Document text:
[start]
Archive

Archive for the ‘The Internets’ Category

HTML Tip: Should I use a div or a span?

March 17th, 2009

This comes up a lot in the web development world, especially with higher level coders who are in the Java or .NET world. After just having this coversation with a coworker, I came up with a metaphor to explain the relationship between block and inline elements. A few basics first.

A div is a generic block element with no inherent attributes. By default, it’s as wide as its parent element, and breaks the line. A few common block elements are DIV, P (P is special, we’ll get to that), and BLOCKQUOTE.

A span is a generic inline element with no inherent attributes. By default, it’s as wide as its content, and doesn’t break the line. Some inline elements you’d be used to seeing are the STRONG, EM, SPAN, and STRIKE tags.

To write valid XHTML, you need an understanding of what elements can be properly nested… which is pretty simple. Block elements can be nested in block elements, inline elements can be nested in block or inline elements. Easy peazy. Well, almost.

The exception to this is the P tag, which is a block element, but breaks the rules by only being allowed to contain inline elements. The nesting order DIV DIV P EM STRONG is fine, but DIV P DIV EM STRONG can’t validate because you’re nesting a block element inside the P tag.

Here’s an easy way to remember it. Imagine block elements as pieces of blank paper, and imagine inline elements as ink. You can stack as many pieces of paper as you want on top of each other, and you can contain anything written in pen on the paper. You can use the pen on a few pieces of paper and lay them out on a larger piece of paper, you can underline pen with pen, you can bold text by writing with more pen over the pen. You can’t put paper into the ink… that relationship only goes one way. 

Imagine the P tag is a lined piece of paper. All of the same ink rules apply, but if you try to put more paper into it, you won’t be able to see the lines usefully, so that’s a no-no.

So there you have it. To put it simpler, If you need a container, use a div. If you need to effect these three words, use a span.
[end]
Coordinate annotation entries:
[start]
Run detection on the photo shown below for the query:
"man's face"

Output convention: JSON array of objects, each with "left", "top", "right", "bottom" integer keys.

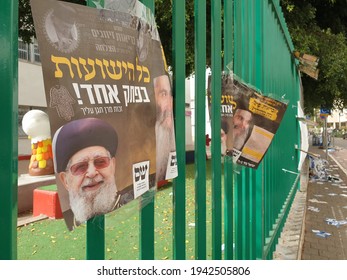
[
  {"left": 233, "top": 109, "right": 252, "bottom": 137},
  {"left": 59, "top": 146, "right": 117, "bottom": 222},
  {"left": 154, "top": 75, "right": 173, "bottom": 128}
]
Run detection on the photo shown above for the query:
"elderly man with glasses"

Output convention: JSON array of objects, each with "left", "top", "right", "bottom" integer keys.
[{"left": 53, "top": 118, "right": 125, "bottom": 228}]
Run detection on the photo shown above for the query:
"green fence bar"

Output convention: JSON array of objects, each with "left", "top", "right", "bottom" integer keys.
[
  {"left": 211, "top": 0, "right": 222, "bottom": 260},
  {"left": 0, "top": 0, "right": 18, "bottom": 260},
  {"left": 194, "top": 0, "right": 206, "bottom": 260},
  {"left": 172, "top": 0, "right": 186, "bottom": 260},
  {"left": 223, "top": 0, "right": 234, "bottom": 260},
  {"left": 140, "top": 0, "right": 155, "bottom": 260},
  {"left": 86, "top": 0, "right": 105, "bottom": 260},
  {"left": 252, "top": 0, "right": 264, "bottom": 259}
]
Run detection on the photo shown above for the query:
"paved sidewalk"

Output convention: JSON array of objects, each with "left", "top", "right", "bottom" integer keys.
[{"left": 299, "top": 146, "right": 347, "bottom": 260}]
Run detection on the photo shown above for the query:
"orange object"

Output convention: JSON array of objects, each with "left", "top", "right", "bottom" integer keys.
[{"left": 33, "top": 189, "right": 63, "bottom": 219}]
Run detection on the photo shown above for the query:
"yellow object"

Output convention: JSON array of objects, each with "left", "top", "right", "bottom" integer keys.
[{"left": 39, "top": 159, "right": 47, "bottom": 168}]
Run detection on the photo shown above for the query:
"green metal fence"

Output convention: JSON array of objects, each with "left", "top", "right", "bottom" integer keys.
[{"left": 0, "top": 0, "right": 300, "bottom": 260}]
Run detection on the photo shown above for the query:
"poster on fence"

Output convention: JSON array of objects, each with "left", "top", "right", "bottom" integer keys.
[
  {"left": 31, "top": 0, "right": 177, "bottom": 230},
  {"left": 208, "top": 74, "right": 287, "bottom": 169}
]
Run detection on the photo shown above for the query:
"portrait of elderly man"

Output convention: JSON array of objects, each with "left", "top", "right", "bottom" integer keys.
[
  {"left": 53, "top": 118, "right": 121, "bottom": 224},
  {"left": 233, "top": 109, "right": 253, "bottom": 151},
  {"left": 154, "top": 75, "right": 176, "bottom": 182}
]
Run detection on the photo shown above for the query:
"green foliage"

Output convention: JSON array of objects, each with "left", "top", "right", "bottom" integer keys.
[
  {"left": 281, "top": 0, "right": 347, "bottom": 113},
  {"left": 18, "top": 0, "right": 86, "bottom": 43}
]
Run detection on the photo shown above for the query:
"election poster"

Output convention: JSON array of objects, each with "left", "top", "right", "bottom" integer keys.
[
  {"left": 208, "top": 74, "right": 287, "bottom": 169},
  {"left": 31, "top": 0, "right": 177, "bottom": 230}
]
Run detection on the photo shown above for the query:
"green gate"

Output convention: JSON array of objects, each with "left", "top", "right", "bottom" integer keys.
[{"left": 0, "top": 0, "right": 300, "bottom": 260}]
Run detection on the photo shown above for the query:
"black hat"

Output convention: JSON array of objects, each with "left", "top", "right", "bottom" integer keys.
[end]
Directives:
A – Translate this sentence from the HTML tip post above into Spanish: "A span is a generic inline element with no inherent attributes."
B – Transcribe the part of the HTML tip post that opens with the words containing "March 17th, 2009" and closes with "few basics first.".
C – According to the HTML tip post, what kind of elements is the P tag allowed to contain?

Outputs for the tasks:
A – Un span es un elemento en línea genérico sin atributos inherentes.

B –
March 17th, 2009

This comes up a lot in the web development world, especially with higher level coders who are in the Java or .NET world. After just having this coversation with a coworker, I came up with a metaphor to explain the relationship between block and inline elements. A few basics first.

C – Only inline elements.